* TASK ITEM *
Once every line in the data below has been checked for "blue", give the number of lines that hold it, and only that.

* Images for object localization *

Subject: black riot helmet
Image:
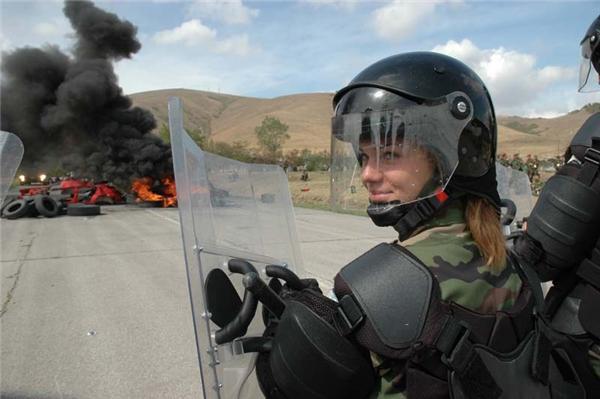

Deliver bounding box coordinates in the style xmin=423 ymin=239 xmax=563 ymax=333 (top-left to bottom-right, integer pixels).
xmin=579 ymin=14 xmax=600 ymax=92
xmin=330 ymin=52 xmax=501 ymax=237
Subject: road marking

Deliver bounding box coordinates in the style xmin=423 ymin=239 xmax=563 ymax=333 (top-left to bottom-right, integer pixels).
xmin=144 ymin=209 xmax=180 ymax=225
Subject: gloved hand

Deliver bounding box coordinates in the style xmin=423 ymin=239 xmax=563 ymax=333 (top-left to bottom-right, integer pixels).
xmin=261 ymin=265 xmax=327 ymax=327
xmin=256 ymin=265 xmax=375 ymax=399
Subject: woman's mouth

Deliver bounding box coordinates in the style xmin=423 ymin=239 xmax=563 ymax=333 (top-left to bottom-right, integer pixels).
xmin=369 ymin=191 xmax=394 ymax=202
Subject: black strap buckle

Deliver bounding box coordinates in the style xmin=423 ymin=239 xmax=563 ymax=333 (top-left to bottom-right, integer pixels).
xmin=436 ymin=317 xmax=472 ymax=372
xmin=333 ymin=294 xmax=364 ymax=336
xmin=436 ymin=317 xmax=503 ymax=398
xmin=584 ymin=146 xmax=600 ymax=166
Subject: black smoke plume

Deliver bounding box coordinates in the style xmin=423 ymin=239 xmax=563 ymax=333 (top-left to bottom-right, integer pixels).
xmin=1 ymin=0 xmax=172 ymax=189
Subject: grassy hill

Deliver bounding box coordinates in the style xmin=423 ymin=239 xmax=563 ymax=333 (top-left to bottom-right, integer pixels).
xmin=496 ymin=111 xmax=595 ymax=157
xmin=131 ymin=89 xmax=598 ymax=158
xmin=131 ymin=89 xmax=333 ymax=152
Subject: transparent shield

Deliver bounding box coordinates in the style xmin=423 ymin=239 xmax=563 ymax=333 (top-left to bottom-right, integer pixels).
xmin=331 ymin=92 xmax=472 ymax=212
xmin=0 ymin=131 xmax=24 ymax=206
xmin=169 ymin=97 xmax=303 ymax=399
xmin=578 ymin=39 xmax=600 ymax=92
xmin=495 ymin=162 xmax=534 ymax=222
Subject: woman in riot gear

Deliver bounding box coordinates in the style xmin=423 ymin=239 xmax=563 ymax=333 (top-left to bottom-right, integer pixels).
xmin=212 ymin=52 xmax=556 ymax=399
xmin=327 ymin=52 xmax=545 ymax=399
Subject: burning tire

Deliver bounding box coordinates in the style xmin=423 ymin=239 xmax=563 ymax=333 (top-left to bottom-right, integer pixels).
xmin=137 ymin=200 xmax=163 ymax=208
xmin=26 ymin=198 xmax=39 ymax=217
xmin=94 ymin=196 xmax=114 ymax=205
xmin=1 ymin=197 xmax=17 ymax=216
xmin=58 ymin=202 xmax=68 ymax=215
xmin=67 ymin=203 xmax=101 ymax=216
xmin=34 ymin=195 xmax=59 ymax=218
xmin=2 ymin=199 xmax=29 ymax=219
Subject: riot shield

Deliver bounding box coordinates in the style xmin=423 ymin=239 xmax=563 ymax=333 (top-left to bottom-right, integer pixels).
xmin=495 ymin=162 xmax=534 ymax=222
xmin=168 ymin=97 xmax=303 ymax=399
xmin=0 ymin=131 xmax=24 ymax=207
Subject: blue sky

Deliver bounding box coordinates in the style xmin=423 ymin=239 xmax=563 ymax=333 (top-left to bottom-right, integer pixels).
xmin=1 ymin=0 xmax=599 ymax=117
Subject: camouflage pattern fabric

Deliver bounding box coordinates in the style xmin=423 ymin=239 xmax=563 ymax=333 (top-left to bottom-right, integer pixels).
xmin=371 ymin=199 xmax=523 ymax=398
xmin=590 ymin=345 xmax=600 ymax=377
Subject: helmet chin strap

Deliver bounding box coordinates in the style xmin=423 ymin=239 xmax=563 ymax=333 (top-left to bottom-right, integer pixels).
xmin=367 ymin=190 xmax=453 ymax=241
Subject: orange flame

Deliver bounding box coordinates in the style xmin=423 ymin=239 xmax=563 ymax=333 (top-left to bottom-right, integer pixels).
xmin=131 ymin=177 xmax=177 ymax=207
xmin=161 ymin=177 xmax=177 ymax=207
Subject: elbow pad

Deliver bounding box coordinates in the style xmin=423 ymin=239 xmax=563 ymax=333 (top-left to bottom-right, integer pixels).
xmin=518 ymin=162 xmax=600 ymax=281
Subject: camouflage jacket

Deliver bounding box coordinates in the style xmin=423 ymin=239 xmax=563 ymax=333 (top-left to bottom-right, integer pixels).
xmin=371 ymin=200 xmax=523 ymax=399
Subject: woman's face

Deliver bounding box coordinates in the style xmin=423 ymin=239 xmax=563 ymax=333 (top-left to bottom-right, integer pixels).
xmin=358 ymin=143 xmax=436 ymax=204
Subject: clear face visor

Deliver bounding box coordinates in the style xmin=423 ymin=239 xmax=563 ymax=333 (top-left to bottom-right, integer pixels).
xmin=579 ymin=33 xmax=600 ymax=92
xmin=330 ymin=91 xmax=473 ymax=212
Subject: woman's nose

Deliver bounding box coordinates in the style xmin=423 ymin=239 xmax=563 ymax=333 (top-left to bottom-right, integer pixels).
xmin=361 ymin=159 xmax=382 ymax=183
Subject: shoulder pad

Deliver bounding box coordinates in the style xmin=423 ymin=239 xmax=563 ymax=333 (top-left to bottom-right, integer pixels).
xmin=334 ymin=243 xmax=436 ymax=349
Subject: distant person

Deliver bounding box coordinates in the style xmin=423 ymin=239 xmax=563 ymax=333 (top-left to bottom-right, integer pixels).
xmin=510 ymin=153 xmax=524 ymax=171
xmin=498 ymin=152 xmax=510 ymax=167
xmin=300 ymin=170 xmax=309 ymax=181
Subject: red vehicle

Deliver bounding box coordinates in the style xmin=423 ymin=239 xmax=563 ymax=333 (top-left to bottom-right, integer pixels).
xmin=19 ymin=178 xmax=124 ymax=205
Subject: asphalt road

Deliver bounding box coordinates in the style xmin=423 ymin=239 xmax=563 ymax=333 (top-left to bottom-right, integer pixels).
xmin=0 ymin=205 xmax=394 ymax=399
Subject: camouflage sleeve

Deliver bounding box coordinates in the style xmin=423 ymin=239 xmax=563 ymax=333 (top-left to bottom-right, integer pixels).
xmin=590 ymin=344 xmax=600 ymax=378
xmin=405 ymin=226 xmax=522 ymax=312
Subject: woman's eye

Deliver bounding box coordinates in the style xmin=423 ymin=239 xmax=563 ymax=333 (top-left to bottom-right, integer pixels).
xmin=357 ymin=153 xmax=368 ymax=166
xmin=382 ymin=151 xmax=398 ymax=161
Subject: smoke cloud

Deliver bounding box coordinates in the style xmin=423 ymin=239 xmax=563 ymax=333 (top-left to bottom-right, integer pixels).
xmin=1 ymin=0 xmax=172 ymax=189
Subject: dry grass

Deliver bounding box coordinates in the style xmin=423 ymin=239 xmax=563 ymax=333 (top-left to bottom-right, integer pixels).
xmin=287 ymin=171 xmax=370 ymax=215
xmin=288 ymin=171 xmax=331 ymax=208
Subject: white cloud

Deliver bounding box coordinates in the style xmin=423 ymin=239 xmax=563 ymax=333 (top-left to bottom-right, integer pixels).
xmin=0 ymin=35 xmax=12 ymax=52
xmin=519 ymin=89 xmax=600 ymax=118
xmin=372 ymin=1 xmax=437 ymax=41
xmin=302 ymin=0 xmax=357 ymax=11
xmin=153 ymin=20 xmax=257 ymax=56
xmin=34 ymin=22 xmax=61 ymax=36
xmin=215 ymin=34 xmax=253 ymax=56
xmin=432 ymin=39 xmax=577 ymax=115
xmin=188 ymin=0 xmax=259 ymax=25
xmin=153 ymin=19 xmax=217 ymax=46
xmin=33 ymin=18 xmax=71 ymax=38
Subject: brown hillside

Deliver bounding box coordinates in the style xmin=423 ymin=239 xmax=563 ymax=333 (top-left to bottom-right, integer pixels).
xmin=131 ymin=89 xmax=597 ymax=157
xmin=211 ymin=93 xmax=333 ymax=152
xmin=497 ymin=111 xmax=595 ymax=157
xmin=130 ymin=88 xmax=242 ymax=137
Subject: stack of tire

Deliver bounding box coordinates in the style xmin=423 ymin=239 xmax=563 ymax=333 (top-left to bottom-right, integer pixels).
xmin=1 ymin=195 xmax=100 ymax=219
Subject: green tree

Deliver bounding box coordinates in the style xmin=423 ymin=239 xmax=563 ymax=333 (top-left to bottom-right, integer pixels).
xmin=159 ymin=123 xmax=170 ymax=143
xmin=285 ymin=148 xmax=302 ymax=169
xmin=207 ymin=140 xmax=255 ymax=163
xmin=189 ymin=128 xmax=207 ymax=149
xmin=255 ymin=116 xmax=290 ymax=162
xmin=158 ymin=124 xmax=207 ymax=149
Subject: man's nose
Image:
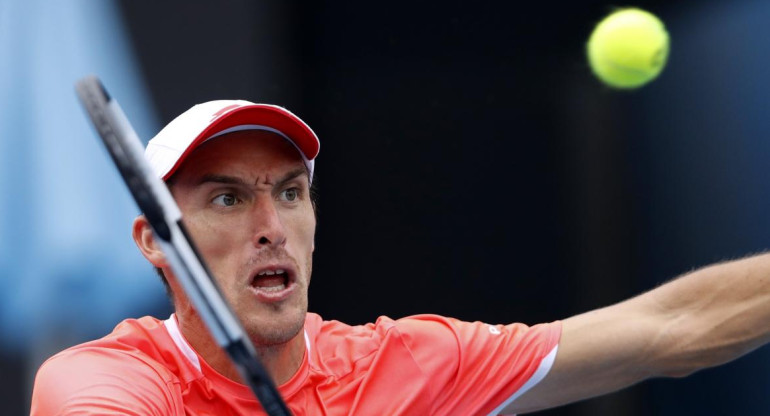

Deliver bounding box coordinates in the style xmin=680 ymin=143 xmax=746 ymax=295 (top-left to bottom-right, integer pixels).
xmin=251 ymin=197 xmax=286 ymax=248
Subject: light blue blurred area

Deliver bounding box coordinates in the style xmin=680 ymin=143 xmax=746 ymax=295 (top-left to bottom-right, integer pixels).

* YOUR SOLUTION *
2